What you are asked to do = Give back all the data exactly, line by line.

Record extracts =
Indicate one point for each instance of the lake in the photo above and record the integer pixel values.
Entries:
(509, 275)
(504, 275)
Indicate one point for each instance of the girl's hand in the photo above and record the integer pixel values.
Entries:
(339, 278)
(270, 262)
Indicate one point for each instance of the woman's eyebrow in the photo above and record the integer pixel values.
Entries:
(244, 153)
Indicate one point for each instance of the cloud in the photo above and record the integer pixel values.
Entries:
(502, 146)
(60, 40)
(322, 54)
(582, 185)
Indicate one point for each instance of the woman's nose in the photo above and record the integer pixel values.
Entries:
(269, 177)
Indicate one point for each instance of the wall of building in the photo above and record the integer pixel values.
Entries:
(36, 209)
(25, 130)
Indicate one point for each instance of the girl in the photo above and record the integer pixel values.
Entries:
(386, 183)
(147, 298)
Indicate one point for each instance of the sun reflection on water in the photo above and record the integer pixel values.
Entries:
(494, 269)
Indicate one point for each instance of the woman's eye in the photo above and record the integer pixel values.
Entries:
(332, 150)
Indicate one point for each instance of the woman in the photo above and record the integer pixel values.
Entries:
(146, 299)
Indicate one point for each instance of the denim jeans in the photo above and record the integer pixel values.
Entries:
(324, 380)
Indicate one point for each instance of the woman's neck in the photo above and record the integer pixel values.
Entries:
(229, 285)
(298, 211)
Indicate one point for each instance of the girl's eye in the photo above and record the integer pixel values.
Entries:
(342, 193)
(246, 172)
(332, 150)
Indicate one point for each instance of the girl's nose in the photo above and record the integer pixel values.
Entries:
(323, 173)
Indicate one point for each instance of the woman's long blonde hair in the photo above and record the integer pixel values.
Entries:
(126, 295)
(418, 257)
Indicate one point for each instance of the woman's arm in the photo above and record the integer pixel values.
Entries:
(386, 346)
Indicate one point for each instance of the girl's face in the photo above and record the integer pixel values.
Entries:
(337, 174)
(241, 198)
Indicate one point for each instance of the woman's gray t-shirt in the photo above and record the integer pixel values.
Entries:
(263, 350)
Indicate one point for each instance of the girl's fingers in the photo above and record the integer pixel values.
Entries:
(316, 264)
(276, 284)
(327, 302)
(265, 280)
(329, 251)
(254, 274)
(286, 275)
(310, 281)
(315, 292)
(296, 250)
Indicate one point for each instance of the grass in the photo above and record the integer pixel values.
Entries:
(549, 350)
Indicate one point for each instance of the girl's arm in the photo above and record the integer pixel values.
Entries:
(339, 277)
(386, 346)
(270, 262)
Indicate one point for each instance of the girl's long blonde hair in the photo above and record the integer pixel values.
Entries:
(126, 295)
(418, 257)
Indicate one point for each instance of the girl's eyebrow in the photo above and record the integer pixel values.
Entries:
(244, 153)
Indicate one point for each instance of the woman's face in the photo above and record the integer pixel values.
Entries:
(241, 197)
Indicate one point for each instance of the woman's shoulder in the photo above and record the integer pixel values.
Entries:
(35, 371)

Full output =
Indicate one point for each instance of the lake in the photo above and record the integer pixel values.
Entries:
(509, 275)
(504, 275)
Indicate one point for each instance of the girl's hand in the photo above and record the integer pixel values.
Entries:
(339, 278)
(270, 262)
Indicate one point for each instance of the woman's eyebrow in the photo above and record the integer pixel values.
Entries:
(244, 153)
Indicate one point for each instance of the cloud in the photo above and record the integer pixel values.
Entries:
(502, 146)
(60, 40)
(322, 54)
(582, 185)
Indicate one point for each instance of the woman's nose in the photo above and record the integer pixel values.
Entries:
(269, 177)
Indicate one point for each instance of the wall of building in the photo above and record the integer pixel values.
Entries:
(36, 209)
(25, 130)
Indicate one point for each instance of the girl in the photo above and record the integer pixel values.
Entries:
(386, 183)
(147, 298)
Indicate one point for each instance of the sun reflection on water in the photo above and record the integer pixel values.
Entries:
(494, 269)
Indicate one point for each instance of the woman's eye in the photo above and record the integer pixel values.
Entries:
(332, 150)
Indicate one point for each instance of the woman in the photo above and record the integer pixel values.
Entries:
(146, 299)
Indicate one point for each instance of the denim jeans in the photo above and record the integer pixel values.
Entries:
(324, 380)
Indicate one point for each instance of the woman's neck in the photo above and record the integer pixel values.
Entries:
(229, 285)
(298, 211)
Indicate one point for each instance of the girl's eye in the photo above and record the integer pixel values.
Entries:
(342, 193)
(246, 172)
(332, 150)
Indicate one point for each instance of the girl's nose in the photo above and record the integer pixel values.
Entries:
(323, 173)
Indicate one point for each instance of the woman's long blonde hair in the photo above and record the integer pixel values.
Entries:
(126, 295)
(418, 257)
Indicate one point for each instance of the woman's arm in the photo above and record the integer pixel values.
Entries:
(386, 346)
Indicate one point for each instance of the girl's face in the photo above and record the integer pixel values.
Entries:
(337, 174)
(241, 198)
Indicate one point for each instance of the woman's gray t-shirt in the photo above and record the integer pixel values.
Entries:
(263, 350)
Indicate one point for each instance of the girl's fingers in the photo above and record the integer pixel values.
Entries:
(316, 264)
(276, 284)
(327, 302)
(265, 280)
(329, 251)
(254, 274)
(286, 275)
(310, 281)
(315, 292)
(296, 250)
Indicate one point for each instance of the grass in the photo above and record the integer pixel values.
Entries:
(549, 350)
Indicate one point for each instance of the girl's arm in the photo above and record the integer pixel values.
Entries:
(339, 277)
(386, 346)
(270, 262)
Indicate one point for each instance of the girl's long blonde hair in the photo above and record the integer pixel values.
Entries:
(126, 295)
(418, 257)
Indicate one point for each instance of the girl's eyebrow in the photo above and record the integer pixel values.
Entries:
(244, 153)
Indicate one point for each instance of the woman's face in the photo above and record the integer pixel values.
Entries:
(241, 197)
Indicate one point for each instance of the woman's shoulder in the photo above and record the integer pixel values.
Entries:
(35, 371)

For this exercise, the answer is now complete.